- [AIM OF THE EXERCISE] From the entries below, output the line with "Reviewer note: make sure each instance of the picture" and each following line up to and including the line with "Reviewer note: make sure each instance of the white window", exactly as written.

- [STORED DATA]
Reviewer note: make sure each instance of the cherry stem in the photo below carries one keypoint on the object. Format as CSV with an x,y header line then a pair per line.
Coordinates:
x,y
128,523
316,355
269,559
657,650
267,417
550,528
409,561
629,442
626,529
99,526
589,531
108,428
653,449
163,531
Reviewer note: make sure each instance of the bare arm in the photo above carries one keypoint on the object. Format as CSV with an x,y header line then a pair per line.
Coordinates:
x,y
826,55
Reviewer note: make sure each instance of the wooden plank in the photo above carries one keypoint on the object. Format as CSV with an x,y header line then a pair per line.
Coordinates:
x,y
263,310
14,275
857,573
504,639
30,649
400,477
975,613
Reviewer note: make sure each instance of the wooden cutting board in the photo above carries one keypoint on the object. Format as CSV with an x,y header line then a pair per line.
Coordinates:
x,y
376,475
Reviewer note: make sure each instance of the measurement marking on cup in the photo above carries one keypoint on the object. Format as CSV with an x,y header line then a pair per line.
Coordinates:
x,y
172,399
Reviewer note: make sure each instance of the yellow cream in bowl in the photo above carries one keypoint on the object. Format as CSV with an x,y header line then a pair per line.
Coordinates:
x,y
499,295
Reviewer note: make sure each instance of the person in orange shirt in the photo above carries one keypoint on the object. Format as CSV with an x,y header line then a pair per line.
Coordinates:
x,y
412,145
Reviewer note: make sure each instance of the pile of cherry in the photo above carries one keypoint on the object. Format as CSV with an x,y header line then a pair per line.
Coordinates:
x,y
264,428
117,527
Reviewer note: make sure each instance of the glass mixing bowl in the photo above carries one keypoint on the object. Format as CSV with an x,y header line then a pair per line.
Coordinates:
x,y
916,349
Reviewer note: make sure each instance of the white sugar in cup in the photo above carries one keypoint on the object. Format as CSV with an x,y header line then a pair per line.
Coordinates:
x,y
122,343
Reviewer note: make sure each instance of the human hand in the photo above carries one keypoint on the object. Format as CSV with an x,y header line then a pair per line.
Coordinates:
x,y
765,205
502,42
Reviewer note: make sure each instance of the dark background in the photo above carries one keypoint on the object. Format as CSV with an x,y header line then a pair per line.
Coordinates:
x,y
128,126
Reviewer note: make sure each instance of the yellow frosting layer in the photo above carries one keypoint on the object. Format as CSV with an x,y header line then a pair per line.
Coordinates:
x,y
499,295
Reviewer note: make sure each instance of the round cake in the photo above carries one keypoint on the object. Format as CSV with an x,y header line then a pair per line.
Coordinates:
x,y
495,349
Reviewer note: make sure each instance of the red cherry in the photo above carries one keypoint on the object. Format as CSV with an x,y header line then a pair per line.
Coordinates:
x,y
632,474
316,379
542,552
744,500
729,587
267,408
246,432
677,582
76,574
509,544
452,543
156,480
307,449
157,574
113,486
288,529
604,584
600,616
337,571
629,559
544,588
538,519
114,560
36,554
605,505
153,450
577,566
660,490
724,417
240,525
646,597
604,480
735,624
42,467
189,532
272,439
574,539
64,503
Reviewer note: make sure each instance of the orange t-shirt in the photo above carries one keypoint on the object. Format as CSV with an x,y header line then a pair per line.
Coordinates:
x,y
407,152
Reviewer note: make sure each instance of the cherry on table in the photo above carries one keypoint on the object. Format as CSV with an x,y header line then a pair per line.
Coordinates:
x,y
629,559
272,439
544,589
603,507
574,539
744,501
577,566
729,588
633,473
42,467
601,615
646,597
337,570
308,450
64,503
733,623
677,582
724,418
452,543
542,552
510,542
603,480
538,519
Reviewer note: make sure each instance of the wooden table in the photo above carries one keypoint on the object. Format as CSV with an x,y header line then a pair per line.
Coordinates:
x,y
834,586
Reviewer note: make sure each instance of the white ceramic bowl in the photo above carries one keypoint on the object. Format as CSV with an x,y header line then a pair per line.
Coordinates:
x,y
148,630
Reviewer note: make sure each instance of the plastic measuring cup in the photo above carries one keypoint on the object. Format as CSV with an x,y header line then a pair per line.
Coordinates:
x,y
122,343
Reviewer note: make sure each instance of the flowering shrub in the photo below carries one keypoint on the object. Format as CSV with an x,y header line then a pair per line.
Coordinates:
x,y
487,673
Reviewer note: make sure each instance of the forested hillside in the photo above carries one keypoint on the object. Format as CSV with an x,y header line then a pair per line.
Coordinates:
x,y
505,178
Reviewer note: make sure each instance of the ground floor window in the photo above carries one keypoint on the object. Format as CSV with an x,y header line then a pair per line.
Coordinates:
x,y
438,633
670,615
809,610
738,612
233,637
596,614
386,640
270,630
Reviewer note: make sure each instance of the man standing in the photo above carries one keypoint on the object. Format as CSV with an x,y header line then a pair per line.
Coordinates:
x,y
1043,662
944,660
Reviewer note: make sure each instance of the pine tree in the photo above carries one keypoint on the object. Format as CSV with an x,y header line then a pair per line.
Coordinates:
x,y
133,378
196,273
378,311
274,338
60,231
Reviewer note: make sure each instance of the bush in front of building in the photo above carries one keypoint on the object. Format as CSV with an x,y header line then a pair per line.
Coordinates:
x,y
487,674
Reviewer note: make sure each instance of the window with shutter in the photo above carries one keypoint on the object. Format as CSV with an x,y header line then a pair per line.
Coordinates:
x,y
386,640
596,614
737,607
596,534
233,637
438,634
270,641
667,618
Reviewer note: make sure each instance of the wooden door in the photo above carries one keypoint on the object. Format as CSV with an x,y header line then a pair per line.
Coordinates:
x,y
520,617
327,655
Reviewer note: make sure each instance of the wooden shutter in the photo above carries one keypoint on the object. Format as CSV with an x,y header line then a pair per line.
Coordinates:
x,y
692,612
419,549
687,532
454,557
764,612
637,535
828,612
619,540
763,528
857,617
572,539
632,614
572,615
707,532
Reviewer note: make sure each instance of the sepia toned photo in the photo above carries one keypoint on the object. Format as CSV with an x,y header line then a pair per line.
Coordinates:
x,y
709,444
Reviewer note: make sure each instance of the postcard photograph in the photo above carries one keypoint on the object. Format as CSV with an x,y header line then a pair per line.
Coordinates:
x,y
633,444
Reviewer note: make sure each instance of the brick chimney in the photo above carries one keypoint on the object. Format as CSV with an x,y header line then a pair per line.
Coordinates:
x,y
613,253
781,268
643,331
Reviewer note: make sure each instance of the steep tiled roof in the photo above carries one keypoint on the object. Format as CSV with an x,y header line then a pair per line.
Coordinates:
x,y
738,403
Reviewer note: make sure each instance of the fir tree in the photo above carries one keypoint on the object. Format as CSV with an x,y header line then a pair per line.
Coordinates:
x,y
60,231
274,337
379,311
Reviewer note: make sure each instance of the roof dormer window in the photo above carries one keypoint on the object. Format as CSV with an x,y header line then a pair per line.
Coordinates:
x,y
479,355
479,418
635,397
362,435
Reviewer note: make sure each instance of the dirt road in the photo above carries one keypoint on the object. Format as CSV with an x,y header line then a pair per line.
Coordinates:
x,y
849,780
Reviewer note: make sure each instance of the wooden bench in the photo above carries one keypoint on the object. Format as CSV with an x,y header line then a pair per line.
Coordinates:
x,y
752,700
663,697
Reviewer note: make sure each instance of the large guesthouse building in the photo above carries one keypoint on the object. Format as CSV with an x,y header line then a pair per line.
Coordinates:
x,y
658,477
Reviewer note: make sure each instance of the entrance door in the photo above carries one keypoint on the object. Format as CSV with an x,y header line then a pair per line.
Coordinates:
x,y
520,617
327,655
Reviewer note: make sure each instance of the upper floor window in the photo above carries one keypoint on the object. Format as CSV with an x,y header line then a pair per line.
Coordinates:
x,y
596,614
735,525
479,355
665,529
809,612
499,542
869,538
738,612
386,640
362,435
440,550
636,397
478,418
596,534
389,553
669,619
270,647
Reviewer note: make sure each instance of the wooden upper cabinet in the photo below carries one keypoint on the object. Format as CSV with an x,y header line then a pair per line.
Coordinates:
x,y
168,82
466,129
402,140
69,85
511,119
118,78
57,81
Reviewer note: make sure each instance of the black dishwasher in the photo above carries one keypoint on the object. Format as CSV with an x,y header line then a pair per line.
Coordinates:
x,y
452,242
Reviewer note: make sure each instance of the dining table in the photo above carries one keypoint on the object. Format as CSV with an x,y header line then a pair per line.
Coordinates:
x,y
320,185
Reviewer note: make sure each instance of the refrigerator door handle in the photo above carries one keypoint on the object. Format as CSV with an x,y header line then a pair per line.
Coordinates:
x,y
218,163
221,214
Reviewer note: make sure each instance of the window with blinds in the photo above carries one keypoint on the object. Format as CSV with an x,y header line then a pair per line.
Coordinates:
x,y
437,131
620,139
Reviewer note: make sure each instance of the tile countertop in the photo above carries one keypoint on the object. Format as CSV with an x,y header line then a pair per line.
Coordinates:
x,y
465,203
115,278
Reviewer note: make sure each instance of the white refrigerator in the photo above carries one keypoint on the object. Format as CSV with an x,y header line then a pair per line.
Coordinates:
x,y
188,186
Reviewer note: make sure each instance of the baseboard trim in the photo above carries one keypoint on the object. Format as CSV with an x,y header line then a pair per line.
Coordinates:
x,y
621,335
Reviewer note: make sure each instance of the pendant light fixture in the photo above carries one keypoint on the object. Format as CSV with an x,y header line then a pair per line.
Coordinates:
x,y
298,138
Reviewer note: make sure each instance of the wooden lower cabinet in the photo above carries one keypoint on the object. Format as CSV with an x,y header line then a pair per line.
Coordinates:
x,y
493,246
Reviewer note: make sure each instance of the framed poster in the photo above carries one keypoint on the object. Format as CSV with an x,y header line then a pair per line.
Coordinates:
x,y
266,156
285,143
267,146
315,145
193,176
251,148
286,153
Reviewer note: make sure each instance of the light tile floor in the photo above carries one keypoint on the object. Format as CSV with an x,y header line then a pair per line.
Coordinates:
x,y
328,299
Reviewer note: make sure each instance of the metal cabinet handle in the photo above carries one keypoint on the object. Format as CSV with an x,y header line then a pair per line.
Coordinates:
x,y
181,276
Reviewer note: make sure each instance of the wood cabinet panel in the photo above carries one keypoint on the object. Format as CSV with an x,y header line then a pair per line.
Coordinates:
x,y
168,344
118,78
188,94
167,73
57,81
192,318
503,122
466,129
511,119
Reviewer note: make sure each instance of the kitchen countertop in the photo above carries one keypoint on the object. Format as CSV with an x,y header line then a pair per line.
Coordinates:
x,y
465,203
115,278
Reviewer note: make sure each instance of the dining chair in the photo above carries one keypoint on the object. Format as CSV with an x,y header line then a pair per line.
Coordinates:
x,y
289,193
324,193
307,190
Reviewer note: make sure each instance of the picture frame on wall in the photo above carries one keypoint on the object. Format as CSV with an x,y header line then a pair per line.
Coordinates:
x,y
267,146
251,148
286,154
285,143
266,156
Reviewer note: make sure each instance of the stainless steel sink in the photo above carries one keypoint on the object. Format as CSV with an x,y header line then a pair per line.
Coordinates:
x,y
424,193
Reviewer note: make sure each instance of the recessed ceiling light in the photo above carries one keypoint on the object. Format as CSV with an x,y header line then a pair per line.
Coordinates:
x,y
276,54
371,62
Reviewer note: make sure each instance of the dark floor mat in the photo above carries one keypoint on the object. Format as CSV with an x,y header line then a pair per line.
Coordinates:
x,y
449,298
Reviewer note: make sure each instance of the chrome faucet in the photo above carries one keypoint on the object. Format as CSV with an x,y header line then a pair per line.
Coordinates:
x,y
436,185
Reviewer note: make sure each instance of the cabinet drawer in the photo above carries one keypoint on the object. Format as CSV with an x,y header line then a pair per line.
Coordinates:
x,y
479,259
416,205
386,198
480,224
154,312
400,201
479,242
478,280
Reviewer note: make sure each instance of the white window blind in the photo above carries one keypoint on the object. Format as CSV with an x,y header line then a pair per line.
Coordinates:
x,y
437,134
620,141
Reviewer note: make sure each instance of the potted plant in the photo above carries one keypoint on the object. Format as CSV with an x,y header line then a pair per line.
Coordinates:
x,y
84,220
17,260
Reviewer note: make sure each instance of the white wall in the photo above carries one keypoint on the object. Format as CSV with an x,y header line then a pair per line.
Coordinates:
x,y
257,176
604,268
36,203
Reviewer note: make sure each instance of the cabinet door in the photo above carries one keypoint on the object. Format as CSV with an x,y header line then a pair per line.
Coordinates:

- [ANSWER TO THIS PROBLEM]
Reviewer note: make sure each instance of the picture frame on wall in the photo above carries one keypoint on the object. Format as CSV with an x,y header line then a pair per line.
Coordinates:
x,y
267,146
251,148
286,154
285,143
266,156
Reviewer note: make sure each instance of the stainless steel sink in the photo above carries one keypoint on the object. Format as CSV with an x,y header line then a pair per line.
Coordinates:
x,y
424,193
Reviewer note: make sure each instance of the recessed ceiling light in the photo above carries one keypoint on the object. Format as CSV with an x,y header line then a pair per line.
Coordinates:
x,y
276,54
371,62
Reviewer note: make sure each instance of the dark floor mat in the photo above carries one keypoint on the object. Format as CSV with an x,y header line then a pair per line.
Coordinates:
x,y
449,298
Reviewer note: make sure each instance of the chrome faucet in the photo above carries one keypoint on the object. Format as CSV with an x,y header line then a pair per line.
Coordinates:
x,y
436,185
Reviewer note: make sure each instance of the cabinet drawer in the photo above carries one keypoint on the object. Format as CSV with an x,y header line then a pair per line.
Coordinates:
x,y
479,259
416,205
386,198
480,224
154,312
400,201
479,242
478,280
Reviewer note: make sure each instance of the white window blind in the photo above carries one keypoint on the object. Format as CSV with an x,y header line then a pair per line.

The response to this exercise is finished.